Records contained in a dataset
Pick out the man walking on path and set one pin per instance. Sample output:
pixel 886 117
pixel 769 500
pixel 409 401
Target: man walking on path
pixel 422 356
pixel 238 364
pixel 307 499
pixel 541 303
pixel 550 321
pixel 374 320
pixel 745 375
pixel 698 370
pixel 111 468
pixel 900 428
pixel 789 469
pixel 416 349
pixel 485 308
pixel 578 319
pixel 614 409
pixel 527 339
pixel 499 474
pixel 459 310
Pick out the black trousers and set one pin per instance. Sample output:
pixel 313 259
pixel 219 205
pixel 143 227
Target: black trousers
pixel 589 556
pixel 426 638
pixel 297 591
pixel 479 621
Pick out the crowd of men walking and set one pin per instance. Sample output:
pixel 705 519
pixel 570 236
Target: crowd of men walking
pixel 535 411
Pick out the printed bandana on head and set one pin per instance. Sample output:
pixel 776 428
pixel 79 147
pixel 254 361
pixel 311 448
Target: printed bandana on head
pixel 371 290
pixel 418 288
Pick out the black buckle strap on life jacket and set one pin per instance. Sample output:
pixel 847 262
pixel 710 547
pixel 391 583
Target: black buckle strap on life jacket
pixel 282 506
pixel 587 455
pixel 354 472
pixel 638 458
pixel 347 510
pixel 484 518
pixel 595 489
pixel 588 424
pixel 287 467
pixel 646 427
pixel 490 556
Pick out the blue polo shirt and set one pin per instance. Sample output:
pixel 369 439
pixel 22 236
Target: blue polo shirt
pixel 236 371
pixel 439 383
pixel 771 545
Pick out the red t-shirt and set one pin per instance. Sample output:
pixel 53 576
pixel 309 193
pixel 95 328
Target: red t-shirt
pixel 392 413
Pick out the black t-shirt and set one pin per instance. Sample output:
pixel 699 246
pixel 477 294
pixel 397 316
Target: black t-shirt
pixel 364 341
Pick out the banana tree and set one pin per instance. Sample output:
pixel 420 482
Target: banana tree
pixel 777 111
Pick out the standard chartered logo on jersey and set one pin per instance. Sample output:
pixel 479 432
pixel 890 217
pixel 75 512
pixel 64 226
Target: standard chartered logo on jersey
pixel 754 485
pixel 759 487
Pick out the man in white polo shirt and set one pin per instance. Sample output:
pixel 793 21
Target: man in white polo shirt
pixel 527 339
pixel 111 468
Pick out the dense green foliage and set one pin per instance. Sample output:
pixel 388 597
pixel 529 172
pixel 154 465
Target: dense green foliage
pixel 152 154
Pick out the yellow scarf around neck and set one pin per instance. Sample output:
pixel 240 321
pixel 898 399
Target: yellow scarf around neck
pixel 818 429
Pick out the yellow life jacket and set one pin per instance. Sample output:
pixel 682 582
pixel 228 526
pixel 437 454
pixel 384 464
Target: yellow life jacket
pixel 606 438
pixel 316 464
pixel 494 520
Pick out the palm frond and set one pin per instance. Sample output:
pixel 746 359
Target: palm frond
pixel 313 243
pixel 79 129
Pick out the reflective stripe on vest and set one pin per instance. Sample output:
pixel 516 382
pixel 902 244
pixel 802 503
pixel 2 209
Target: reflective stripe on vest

Exercise goal | Retrieve each line from the records above where the word "vest" occurs.

Solution to the problem |
Pick out the reflective stripe on vest and set one pin per instance. Sample output:
Target: reflective stripe on vest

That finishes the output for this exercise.